**SET TASK:** In the kohlrabi salad recipes, how thick should the kohlrabi matchsticks for the remoulade be cut?

**DOCUMENT TEXT:**
I have researched long and hard on your behalf and come up with three salads which most celebrate the Kohl Rabi.

Kohl Rabi Remoulade

Kohl Rabi Remoulade
Remoulade is usually made with raw celeriac and delicious with cold meats.
1 medium kohlrabi
A squeeze of lemon juice
4 tsp. Dijon mustard
2 tsp. Grain mustard
4 tbsp. Mayonnaise

Peel the kohlrabi and cut it into matchsticks about 3mm thick, either by hand or using a mandolin. Mix the rest of the ingredients together in a large bowl. Season well and mix in the kohlrabi.

Asian Coleslaw with Peanuts & Chilli

Asian Coleslaw with Peanuts & Chilli
½ large kohl rabi, peeled and finely grated
2 carrots, peeled and coarsely grated
1 red pepper, de-seeded and thinly sliced
100g beansprouts (optional)
2 tbsp crushed roasted peanuts
1 bunched onions, finely sliced
Small bunch coriander
For the dressing:
1 tbsp thai fish sauce
1 tbsp soy sauce
1 ½ tbsp brown sugar
3 tbsp lime juice
1 garlic clove, crushed
1 red chilli, finely diced

Whisk all of the ingredients for the dressing in a bowl and set aside. Pick the leaves from the coriander. Mix together all the vegetables, add the coriander leaves and toss with the dressing. Pile on a serving plate. Sprinkle with the roasted peanuts.

**DATA SECTION:**
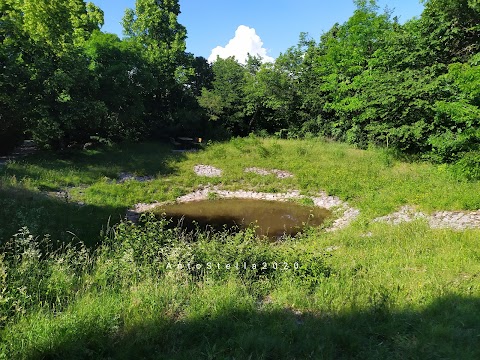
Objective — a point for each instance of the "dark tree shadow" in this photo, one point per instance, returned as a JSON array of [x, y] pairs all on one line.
[[449, 328], [58, 216]]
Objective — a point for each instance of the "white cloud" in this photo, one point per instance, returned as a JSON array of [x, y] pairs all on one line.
[[246, 41]]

**SOLUTION:** About 3mm thick.